**Цитируемый фрагмент**.
__________

О чём говорить с поэтом в непростые времена? Вероятно, о том, о чём мы поговорили с Андреем Тавровым, в творчестве которого встречаются предчувствие катастрофы с лабиринтами образов, утончённость — с жаждой жизни. О стойкости и хрупкости, о поэзии, помогающей жить, о странствии и традиции, приобретающей всё новую окраску. Беседовал Алексей Чипига.
Андрей Тавров родился в городе Ростов-на-Дону в 1948 году. В 1971 году окончил филологический факультет МГУ по отделению русской филологии. Работает на «Радио России». Главный редактор издательского проекта «Русский Гулливер», главный редактор журнала «Гвидеон». Член Союза писателей Москвы, член Литфонда, член Международного Пен-Клуба, лауреат большой премии «Московский наблюдатель» (2017), лауреат «Премии Андрея Белого» (2019 г). Публиковался в журналах «Новая Юность», «Октябрь», «Знамя», «Новый мир», «Воздух», «Комментарии», «Урал», «Волга» и др. Автор пятнадцати книг стихов и прозы.
— Андрей, начну с недавних новостей: умер Алексей Цветков. Как вы ощущаете эту потерю? Что значит и значило для вас присутствие этого поэта в русской поэзии?
— Мне бы хотелось, прежде чем говорить о конкретных именах и их судьбах, сказать несколько слов о времени, в которое мы живем, времени, в котором мы оказались, и созидая его, и получая его как условие существования. Дело в том, что оно сейчас — другое, не такое, как несколько месяцев назад. Дело в том, что «дух времени» — выражение, которое, на мой взгляд, требует к себе куда большего внимания, чем поверхностное, — изменился. Дух времени — это почти живое существо, это то наполнение смыслов, действий, восприятия, которое мы имеем в течение того или иного исторического периода нашего существования на земле. Например, я помню дух времени 50-х, 60-х или 90-х голов прошлого века очень хорошо — это как части в симфонии или в сонате, они сильно отличаются как среда обитания людей друг от друга.

__________

**Что нужно сделать**.
1) В каком году, согласно интервью с Андреем Тавровым, он окончил филологический факультет МГУ?
2) Перепишите из интервью с Андреем Тавровым фрагмент, начиная со слов «О чём говорить» и заканчивая словами «Беседовал Алексей Чипига.».
3) Продолжите интервью с Андреем Тавровым, начав сразу после последнего приведённого предложения.
Приведённые ниже данные для работы не понадобятся.

__________

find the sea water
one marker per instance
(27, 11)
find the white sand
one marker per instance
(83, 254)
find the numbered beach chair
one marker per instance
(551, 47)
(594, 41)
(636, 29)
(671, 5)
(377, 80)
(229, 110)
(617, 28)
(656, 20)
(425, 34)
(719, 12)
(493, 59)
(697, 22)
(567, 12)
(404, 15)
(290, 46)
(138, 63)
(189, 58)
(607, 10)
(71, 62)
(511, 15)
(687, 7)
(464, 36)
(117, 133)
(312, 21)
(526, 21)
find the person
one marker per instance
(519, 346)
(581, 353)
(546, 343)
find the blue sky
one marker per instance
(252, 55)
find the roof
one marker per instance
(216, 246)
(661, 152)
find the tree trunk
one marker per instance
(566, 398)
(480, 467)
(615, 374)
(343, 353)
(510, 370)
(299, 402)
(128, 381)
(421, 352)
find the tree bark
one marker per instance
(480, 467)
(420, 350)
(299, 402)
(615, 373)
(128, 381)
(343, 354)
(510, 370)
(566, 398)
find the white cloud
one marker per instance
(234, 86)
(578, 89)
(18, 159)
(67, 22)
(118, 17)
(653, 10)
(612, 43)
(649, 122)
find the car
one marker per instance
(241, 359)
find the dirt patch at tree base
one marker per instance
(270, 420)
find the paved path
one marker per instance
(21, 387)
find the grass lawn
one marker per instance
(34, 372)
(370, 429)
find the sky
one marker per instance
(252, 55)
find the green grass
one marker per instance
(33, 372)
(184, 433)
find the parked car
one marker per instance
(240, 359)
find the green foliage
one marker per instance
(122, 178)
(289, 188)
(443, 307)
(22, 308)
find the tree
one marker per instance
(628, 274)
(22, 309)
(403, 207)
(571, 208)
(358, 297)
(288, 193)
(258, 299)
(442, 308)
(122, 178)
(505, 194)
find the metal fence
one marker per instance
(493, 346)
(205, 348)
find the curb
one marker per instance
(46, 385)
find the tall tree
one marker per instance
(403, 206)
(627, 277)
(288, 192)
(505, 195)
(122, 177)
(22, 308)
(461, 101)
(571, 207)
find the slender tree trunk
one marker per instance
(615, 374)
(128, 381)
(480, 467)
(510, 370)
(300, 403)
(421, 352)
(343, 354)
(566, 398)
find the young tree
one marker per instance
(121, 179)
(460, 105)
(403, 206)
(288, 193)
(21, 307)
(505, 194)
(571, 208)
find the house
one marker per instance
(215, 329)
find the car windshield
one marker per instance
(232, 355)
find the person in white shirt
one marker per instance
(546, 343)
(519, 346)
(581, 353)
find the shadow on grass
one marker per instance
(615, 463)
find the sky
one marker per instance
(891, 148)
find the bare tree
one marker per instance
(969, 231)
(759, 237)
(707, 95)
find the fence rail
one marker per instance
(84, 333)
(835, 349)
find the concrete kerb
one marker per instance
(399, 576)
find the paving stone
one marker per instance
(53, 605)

__________

**Ответы**.
1) В 1971 году.

2)
О чём говорить с поэтом в непростые времена? Вероятно, о том, о чём мы поговорили с Андреем Тавровым, в творчестве которого встречаются предчувствие катастрофы с лабиринтами образов, утончённость — с жаждой жизни. О стойкости и хрупкости, о поэзии, помогающей жить, о странствии и традиции, приобретающей всё новую окраску. Беседовал Алексей Чипига.

3)
Современный, нынешний дух времени — очень тревожен, неустойчив, неопределен, смазан, для него характерна глубокая растерянность, которая чаще всего прикрывается крайними эмоциями или высказываниями как эрзацем и компенсацией внутренней неясности, тревоги. У него есть потребность раздвоить человека, сместить его с точки опоры, оставить эту опору без центра. Или даже так: представьте, что вы и окружающие вас люди играют свои роли в некоторой пьесе («Весь мир — театр», вспомним Шекспира), но постепенно выясняется, что пьеса, в которой мы действуем, изменилась — она изменилась плавно и незаметно, или рывком, неважно. Но она изменилась — имена наши стали другими именами, сюжетные и фабульные линии — также другими, финал, к которому она ведет, — другим. Мы все стали другими в новой драме… Но мы этого не хотим. Потому что мы привыкли к своей идентичности, осуществляемой в предыдущей пьесе, и перебраться в раздвоенный мир, где мы уже не герои старой драмы и еще не обжились в новой, вещь довольно затруднительная и дискомфортная. А самое главное, она ставит трагический вопрос — а кто же я на самом-то деле, раз уж я оказался «здесь», так и не покинув «там». Участник чего?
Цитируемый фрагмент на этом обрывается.